_PASAJE PROPORCIONADO:_
A muchos de ellos incluso se les ha ofrecido acogerse al programa CBP Home, que originalmente fue desarrollada para agendar citas de ingreso por razones humanitarias. Esta nueva vertiente ha sido implementada para gestionar salidas “voluntarias” desde centros de detención, ofreciendo incentivos como boletos de avión gratuitos, la posibilidad de evitar antecedentes migratorios negativos o facilitar una futura reentrada legal. Esta estrategia, lejos de representar una solución humanitaria, revela el trasfondo político y propagandístico de estas decisiones.

_DATOS PROPORCIONADOS:_
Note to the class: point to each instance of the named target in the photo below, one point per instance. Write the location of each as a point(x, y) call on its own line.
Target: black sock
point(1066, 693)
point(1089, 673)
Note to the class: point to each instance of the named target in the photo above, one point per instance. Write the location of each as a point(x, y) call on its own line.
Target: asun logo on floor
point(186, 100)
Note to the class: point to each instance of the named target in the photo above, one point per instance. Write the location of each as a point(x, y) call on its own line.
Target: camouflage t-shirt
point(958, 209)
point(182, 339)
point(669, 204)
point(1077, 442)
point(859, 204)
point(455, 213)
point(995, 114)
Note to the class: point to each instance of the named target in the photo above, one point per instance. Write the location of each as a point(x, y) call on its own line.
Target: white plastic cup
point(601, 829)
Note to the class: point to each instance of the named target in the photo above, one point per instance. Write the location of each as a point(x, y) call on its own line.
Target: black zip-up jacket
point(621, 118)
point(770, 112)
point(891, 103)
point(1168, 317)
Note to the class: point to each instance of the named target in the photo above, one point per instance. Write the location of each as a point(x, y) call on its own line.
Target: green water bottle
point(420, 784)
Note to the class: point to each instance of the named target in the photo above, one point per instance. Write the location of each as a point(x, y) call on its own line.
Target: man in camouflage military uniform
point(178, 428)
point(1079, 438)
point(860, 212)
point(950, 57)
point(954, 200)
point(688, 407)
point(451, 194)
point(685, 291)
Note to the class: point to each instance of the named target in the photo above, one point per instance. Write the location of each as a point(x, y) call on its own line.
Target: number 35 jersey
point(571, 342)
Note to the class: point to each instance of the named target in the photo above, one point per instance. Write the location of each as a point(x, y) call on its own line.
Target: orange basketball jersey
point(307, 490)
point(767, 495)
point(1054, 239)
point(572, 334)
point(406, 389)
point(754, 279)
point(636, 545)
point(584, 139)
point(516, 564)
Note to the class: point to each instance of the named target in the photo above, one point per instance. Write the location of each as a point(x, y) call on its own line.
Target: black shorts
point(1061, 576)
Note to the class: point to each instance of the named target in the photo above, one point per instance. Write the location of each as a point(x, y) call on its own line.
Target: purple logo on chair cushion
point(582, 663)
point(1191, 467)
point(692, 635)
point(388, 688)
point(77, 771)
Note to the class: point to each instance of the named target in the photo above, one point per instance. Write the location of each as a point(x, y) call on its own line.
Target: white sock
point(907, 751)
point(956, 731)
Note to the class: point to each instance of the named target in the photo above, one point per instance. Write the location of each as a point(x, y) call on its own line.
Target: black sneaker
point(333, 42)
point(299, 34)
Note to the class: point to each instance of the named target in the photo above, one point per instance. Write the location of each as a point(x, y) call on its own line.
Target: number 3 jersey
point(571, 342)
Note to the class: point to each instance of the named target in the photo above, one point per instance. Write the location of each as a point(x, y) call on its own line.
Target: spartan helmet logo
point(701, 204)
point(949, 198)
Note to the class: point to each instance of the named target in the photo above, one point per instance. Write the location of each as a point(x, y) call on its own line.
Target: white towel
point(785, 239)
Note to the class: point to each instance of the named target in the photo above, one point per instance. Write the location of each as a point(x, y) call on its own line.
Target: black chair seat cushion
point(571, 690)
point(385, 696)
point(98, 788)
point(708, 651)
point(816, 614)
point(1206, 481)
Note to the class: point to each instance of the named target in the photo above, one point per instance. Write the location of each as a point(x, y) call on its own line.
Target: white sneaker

_LO QUE SE PIDE:_ ¿Puedes devolver íntegro y sin ningún cambio el pasaje sobre el programa CBP Home?

_PROBLEMA RESUELTO:_
A muchos de ellos incluso se les ha ofrecido acogerse al programa CBP Home, que originalmente fue desarrollada para agendar citas de ingreso por razones humanitarias. Esta nueva vertiente ha sido implementada para gestionar salidas “voluntarias” desde centros de detención, ofreciendo incentivos como boletos de avión gratuitos, la posibilidad de evitar antecedentes migratorios negativos o facilitar una futura reentrada legal. Esta estrategia, lejos de representar una solución humanitaria, revela el trasfondo político y propagandístico de estas decisiones.